[Records from a data collection]

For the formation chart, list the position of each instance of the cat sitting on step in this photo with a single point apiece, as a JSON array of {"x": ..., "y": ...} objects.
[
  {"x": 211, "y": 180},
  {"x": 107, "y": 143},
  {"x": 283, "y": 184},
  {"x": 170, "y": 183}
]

• Your goal:
Output every line of the data above, unchanged.

• Answer in full:
For the formation chart, list the position of each instance of the cat sitting on step in this photo with a single point apiece, as a JSON array of {"x": ..., "y": ...} objects.
[
  {"x": 211, "y": 180},
  {"x": 107, "y": 143},
  {"x": 283, "y": 184},
  {"x": 170, "y": 183}
]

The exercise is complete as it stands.